╭─ Verilen metin

"Bismillâhirrahmânirrahîm"
Kevser Suresi'nin bir başka ledünni manasını daha sitemizden sizlerle paylaşıyoruz.
Kur’ân-ı Kerîm'in içerisinde olan, dâhilinde olan, Mushaf’ın iki kapağı arasında olan bütün hitaplar önce Hazreti Peygamber Efendimizedir (s.a.v.) ve O’nun aynasından da bizlere yayılır. Kur’ân-ı Kerîm içerisindeki ayetler bugün de geçerli olduğu gibi kıyamete kadar da geçerli kalacaktır. Kur’ân-ı Kerîm içerisindeki bir ayet için; "bunun hükmü artık günümüzde kalkmıştır" derseniz Kur’ân’a artık bir anlam veremezsiniz. "Hükmü kalkmıştır" diyenlere de sormak lazımdır; madem size göre hükmü kalktı peki neden hâlâ Kur’ân-ı Kerîm içerisinde duruyor? "Bu sure, bu ayet direkt Hazreti Peygamberi (s.a.v.) ilgilendiriyor bizi ilgilendirmiyor" derseniz de O’nun ilmini zaten alamamış olursunuz. Bu şekilde bir düşünce sizi yanıltmaktan öteye gitmez. Hazreti Peygamber Efendimiz (s.a.v.) aynadır. O tebliğcidir. O kendi aynasından bizlere tebliğ etmiştir. Bugün yine Mushaf’ın iki kapağının arasında kalan her ayet her mümini, her insanı ayrı ayrı ilgilendirir. Buna da bizlerin dikkat etmesi gerekir.
Bu kavram ışığında Kevser Suresi'nin bu boyutta yansıyan bir manasını daha ortaya koymak lazımdır.

╰─
╭─ Sağlanan liste

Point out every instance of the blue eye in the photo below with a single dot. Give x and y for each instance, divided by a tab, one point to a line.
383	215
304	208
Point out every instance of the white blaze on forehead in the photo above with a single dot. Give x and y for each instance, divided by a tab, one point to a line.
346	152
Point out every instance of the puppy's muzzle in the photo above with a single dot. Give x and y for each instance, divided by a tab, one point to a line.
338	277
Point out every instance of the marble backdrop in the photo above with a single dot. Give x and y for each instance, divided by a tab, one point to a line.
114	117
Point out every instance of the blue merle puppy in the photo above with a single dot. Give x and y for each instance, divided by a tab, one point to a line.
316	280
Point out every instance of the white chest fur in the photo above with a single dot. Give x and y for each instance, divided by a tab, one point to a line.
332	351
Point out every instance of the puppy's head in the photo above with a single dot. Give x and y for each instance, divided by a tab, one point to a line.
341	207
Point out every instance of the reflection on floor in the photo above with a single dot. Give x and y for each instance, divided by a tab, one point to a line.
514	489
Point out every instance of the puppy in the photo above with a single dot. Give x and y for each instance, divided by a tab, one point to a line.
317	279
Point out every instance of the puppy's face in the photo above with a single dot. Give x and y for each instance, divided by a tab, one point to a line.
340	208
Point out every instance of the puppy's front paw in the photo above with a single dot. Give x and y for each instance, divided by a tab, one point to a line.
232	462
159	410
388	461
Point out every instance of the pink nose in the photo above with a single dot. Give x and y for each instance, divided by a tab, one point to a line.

╰─

[Alıştırma görevi]:
Verilen metne göre Mushaf'ın iki kapağı arasında kalan her ayet, bugün neden her mümini ayrı ayrı ilgilendirir? Bir ila üç cümleyle açıklayın.

[Görevin çözümü]:
Kur'ân-ı Kerîm'deki bütün hitaplar önce Hazreti Peygamber'e (s.a.v.) yöneliktir ve O'nun aynasından bizlere yayılır. Hazreti Peygamber bir ayna ve tebliğcidir; bu hitapları kendi aynasından bizlere tebliğ etmiştir. Ayrıca ayetler bugün geçerli olduğu gibi kıyamete kadar da geçerli kalacaktır.